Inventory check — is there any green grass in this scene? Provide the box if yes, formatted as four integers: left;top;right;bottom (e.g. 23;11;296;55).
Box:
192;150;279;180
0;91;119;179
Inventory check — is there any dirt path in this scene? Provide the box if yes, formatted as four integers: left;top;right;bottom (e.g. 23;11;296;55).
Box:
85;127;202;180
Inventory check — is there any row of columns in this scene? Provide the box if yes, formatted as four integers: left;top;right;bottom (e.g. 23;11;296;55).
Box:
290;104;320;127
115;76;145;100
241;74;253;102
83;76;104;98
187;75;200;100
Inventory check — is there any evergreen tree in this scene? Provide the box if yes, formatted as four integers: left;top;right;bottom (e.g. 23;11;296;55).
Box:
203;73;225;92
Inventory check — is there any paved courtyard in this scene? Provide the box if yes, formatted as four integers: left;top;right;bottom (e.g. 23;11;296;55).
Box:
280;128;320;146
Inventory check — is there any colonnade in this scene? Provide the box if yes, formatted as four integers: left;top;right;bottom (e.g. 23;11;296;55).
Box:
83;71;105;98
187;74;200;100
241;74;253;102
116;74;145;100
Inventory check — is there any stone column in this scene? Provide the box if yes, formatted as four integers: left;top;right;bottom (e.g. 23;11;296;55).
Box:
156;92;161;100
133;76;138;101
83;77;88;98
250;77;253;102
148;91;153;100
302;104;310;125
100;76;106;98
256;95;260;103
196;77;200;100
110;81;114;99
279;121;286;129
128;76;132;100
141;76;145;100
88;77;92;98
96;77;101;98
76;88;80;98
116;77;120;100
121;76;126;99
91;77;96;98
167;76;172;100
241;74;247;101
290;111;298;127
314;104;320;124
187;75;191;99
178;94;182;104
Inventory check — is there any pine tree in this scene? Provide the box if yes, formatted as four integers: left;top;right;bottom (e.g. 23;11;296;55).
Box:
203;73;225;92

+++

> **Given instruction**
Starting at the first line of the entries and ending at the line that contains "187;75;200;100", rewrite every line, requests included, and rescale each box coordinate in the answers by multiplying it by 0.7 and rounding to a whole number, with halves rounded up. Leave the numbers in the requests, including their format sample, unchanged.

> **Task output**
Inventory check — is there any green grass in this scene? Provide the box if yes, formatted as four integers: left;top;right;bottom (e.g. 23;11;296;55).
Box:
134;105;195;126
0;64;83;125
Inventory check — is there any dirt path in this scene? Provide the box if yes, formatted as four integers: left;top;right;bottom (e.g. 23;11;296;55).
Box:
60;89;141;126
Inventory check — is there any row of columns in this scene? Provide the box if yes, formatted as four integers: left;top;right;bottom (e.g. 23;11;296;55).
Box:
203;73;224;89
81;53;102;70
169;52;177;71
58;53;73;69
131;53;140;70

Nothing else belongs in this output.